§ Try it
Whatever appears in the data below, copy it exactly.
──────── Data listing ────────
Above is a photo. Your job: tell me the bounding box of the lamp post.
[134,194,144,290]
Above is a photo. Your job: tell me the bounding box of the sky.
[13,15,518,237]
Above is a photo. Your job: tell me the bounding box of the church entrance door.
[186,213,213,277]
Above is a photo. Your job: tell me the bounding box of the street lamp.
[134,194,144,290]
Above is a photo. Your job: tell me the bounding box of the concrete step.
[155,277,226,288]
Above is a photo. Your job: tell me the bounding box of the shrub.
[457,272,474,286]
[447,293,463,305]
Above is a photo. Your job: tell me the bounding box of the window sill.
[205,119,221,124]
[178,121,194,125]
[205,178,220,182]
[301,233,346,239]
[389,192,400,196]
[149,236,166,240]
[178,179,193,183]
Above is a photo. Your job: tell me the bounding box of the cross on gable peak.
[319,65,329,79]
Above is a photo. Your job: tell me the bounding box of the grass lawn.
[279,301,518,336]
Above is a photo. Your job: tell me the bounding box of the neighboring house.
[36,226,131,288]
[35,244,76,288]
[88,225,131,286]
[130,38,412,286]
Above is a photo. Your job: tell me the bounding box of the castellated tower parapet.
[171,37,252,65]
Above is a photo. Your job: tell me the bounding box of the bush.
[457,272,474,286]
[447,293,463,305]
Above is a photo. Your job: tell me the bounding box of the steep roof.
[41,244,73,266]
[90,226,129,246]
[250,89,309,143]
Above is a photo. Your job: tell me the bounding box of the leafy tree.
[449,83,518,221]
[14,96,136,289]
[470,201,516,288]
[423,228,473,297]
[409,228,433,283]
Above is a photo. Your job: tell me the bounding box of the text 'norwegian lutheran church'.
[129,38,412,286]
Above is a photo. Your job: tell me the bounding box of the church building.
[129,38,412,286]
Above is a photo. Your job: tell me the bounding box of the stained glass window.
────────
§ Answer area
Above is a photo. Your job: tell me the bounding box of the lamp post.
[134,194,144,290]
Above is a photo. Your job: tell me the bounding box of the sky.
[13,15,518,237]
Above is a photo. Your job: tell me the bounding box of the church entrance door.
[186,213,213,277]
Above is a photo. Your job: tell me the bounding box of the street lamp.
[134,194,144,290]
Above is a photo. Your job: tell me the bounding box of the concrete step.
[155,277,226,288]
Above is a photo. Your job: tell me the bounding box of the shrub.
[457,272,474,286]
[447,293,463,305]
Above is a photo. Your job: tell me the bounding box of the window sill.
[205,119,221,124]
[178,121,194,125]
[205,178,220,182]
[301,233,346,239]
[389,192,400,196]
[149,236,166,240]
[178,179,193,183]
Above is a photo. Your job: tell me the bounding box of the cross on gable peak.
[319,65,329,79]
Above is a photo. Your job: tell me the bounding box of the grass lawn.
[279,301,518,336]
Above is a photo. Your job: tell me the bounding box of the neighboring house.
[36,226,131,288]
[35,244,76,288]
[88,225,131,286]
[130,38,412,286]
Above is a photo. Your job: tell me the bounding box of the castellated tower parapet.
[171,37,252,65]
Above is a photo. Your job: tell me the bounding box of the bush.
[457,272,474,286]
[447,293,463,305]
Above is a photo. Your job: tell me the bounding box of the steep roof.
[41,244,73,266]
[90,226,129,246]
[250,89,309,143]
Above is a photo. Your job: tell me the bounding box of the leafy tree.
[449,83,518,221]
[14,96,136,289]
[470,201,516,288]
[423,228,473,297]
[409,228,433,283]
Above is a photo. Your job: tell me the bounding box of the text 'norwegian lutheran church'.
[129,38,412,286]
Above is a photo. Your job: tell me the bounding box of the church building.
[129,38,412,286]
Above is a photo. Your job: tell me the bounding box of the stained glass window.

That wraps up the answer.